-- Opening Marker --

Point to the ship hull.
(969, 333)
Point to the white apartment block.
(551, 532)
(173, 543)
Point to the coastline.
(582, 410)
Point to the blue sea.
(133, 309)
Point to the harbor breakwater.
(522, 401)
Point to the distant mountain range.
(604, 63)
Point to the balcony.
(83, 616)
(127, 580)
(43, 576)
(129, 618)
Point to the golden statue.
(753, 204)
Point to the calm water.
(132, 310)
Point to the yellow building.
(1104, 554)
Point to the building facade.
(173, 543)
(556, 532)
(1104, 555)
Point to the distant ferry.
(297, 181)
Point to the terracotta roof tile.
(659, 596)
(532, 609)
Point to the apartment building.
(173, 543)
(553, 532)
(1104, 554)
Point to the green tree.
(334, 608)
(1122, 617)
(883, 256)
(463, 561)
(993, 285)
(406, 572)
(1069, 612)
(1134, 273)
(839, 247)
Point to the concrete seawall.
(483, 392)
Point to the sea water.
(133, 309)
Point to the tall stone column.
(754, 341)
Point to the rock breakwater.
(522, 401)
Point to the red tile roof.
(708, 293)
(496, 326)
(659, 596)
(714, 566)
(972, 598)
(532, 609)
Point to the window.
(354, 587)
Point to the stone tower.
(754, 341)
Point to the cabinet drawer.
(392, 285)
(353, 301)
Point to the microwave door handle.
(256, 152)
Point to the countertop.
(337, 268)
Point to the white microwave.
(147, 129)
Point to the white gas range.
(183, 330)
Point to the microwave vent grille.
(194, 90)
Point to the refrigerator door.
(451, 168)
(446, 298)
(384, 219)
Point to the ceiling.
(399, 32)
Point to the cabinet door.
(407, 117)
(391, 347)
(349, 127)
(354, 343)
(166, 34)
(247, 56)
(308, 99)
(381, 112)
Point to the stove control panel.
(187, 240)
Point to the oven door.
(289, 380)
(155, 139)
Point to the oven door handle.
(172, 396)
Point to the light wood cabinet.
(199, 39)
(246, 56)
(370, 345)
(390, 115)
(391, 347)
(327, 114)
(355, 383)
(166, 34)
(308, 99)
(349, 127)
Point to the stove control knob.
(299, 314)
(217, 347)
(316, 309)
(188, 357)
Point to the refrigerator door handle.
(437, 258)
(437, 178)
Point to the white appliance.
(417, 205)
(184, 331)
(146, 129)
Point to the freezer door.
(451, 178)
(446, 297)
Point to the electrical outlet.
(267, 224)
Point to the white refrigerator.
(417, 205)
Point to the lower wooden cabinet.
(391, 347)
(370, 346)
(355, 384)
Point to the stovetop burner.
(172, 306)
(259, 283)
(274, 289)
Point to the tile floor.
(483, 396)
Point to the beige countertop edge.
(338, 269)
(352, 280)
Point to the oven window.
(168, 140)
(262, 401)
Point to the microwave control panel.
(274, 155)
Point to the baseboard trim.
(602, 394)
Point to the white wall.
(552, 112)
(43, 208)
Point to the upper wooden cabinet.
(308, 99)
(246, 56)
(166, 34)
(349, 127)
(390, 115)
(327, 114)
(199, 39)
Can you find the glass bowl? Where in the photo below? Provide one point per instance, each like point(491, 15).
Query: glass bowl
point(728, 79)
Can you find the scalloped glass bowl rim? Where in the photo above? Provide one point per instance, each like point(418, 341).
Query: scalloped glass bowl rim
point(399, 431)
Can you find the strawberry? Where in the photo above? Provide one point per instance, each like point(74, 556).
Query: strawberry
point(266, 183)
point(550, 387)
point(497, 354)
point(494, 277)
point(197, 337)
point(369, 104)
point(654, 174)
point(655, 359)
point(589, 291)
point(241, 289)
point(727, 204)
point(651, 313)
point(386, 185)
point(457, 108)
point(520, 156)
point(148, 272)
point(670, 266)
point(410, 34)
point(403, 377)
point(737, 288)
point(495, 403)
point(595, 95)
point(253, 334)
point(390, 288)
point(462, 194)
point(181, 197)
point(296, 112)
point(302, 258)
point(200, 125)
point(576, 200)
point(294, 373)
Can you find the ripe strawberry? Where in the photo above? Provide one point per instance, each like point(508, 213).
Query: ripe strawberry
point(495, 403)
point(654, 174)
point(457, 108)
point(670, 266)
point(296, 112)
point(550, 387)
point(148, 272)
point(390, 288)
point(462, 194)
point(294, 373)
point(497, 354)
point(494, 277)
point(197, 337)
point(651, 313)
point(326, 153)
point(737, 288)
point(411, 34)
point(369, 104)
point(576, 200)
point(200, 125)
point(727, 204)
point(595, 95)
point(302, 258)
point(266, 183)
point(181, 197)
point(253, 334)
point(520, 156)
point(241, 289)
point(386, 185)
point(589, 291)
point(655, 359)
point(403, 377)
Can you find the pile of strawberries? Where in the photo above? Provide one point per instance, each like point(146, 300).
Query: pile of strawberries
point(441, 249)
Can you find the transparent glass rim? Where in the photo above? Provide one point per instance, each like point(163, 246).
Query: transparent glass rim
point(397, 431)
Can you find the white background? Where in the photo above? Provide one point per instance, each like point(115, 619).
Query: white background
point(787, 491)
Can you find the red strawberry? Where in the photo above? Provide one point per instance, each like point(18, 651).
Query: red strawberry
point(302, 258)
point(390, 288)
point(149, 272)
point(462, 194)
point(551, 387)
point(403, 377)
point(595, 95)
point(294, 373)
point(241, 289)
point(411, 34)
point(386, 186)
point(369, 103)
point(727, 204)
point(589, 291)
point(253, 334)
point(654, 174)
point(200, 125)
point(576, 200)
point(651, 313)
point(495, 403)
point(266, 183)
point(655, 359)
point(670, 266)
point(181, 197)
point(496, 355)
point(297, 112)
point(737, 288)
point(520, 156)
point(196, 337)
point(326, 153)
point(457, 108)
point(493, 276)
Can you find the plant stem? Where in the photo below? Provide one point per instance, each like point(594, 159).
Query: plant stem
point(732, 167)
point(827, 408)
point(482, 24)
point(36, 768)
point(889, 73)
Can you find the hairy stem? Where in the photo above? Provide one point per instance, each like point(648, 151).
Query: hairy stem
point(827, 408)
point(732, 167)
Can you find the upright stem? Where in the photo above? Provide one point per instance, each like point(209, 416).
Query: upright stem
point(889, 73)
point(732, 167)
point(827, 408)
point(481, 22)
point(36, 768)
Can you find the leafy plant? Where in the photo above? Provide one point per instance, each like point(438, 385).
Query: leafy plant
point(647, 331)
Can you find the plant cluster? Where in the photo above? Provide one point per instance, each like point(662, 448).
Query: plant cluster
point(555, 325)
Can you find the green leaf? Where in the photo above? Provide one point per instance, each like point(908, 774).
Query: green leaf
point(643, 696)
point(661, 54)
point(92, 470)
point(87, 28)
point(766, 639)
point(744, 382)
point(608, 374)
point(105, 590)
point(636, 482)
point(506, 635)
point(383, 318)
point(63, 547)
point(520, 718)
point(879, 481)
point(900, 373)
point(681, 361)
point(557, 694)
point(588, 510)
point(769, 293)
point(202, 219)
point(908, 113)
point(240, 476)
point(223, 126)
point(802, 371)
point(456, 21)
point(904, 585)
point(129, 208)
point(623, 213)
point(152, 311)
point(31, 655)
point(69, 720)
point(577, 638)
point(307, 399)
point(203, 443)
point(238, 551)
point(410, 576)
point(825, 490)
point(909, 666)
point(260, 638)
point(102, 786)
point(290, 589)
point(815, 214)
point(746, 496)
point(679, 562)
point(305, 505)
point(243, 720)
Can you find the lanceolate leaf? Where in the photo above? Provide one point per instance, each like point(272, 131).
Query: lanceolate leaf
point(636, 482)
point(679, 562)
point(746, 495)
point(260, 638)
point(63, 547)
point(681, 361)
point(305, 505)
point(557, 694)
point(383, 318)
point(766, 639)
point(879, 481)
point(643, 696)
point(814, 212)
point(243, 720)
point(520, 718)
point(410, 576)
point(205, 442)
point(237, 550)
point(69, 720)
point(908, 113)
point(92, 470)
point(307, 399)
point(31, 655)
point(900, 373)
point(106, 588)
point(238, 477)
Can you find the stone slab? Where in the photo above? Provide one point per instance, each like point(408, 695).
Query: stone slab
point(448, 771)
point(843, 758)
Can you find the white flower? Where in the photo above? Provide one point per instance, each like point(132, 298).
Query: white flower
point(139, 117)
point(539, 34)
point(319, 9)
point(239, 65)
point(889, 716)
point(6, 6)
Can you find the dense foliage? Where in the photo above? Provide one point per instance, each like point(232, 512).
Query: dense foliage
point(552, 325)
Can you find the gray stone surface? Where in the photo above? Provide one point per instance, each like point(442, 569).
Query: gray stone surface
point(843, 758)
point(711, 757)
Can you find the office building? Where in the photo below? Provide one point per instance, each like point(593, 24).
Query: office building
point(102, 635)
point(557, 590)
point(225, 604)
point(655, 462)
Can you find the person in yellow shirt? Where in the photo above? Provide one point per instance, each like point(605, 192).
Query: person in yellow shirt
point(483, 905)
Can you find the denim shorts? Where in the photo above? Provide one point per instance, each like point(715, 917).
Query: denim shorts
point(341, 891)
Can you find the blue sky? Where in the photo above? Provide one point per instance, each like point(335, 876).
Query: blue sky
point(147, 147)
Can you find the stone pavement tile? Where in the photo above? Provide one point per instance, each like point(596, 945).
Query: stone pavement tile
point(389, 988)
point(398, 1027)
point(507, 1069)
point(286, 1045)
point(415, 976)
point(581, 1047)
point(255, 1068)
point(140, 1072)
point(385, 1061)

-- Closing Marker --

ACTIVITY | Among the lines above, list those that contain the word "below".

ANSWER SPACE |
Can you find the glass bowl? Where in the photo below? Provide one point per instance, each like point(491, 15).
Can you find the plant stem? Where in the photo below? Provide one point per instance, each like point(594, 159).
Can you find the office building? Where in the photo below? Provide one point per instance, each like point(593, 24).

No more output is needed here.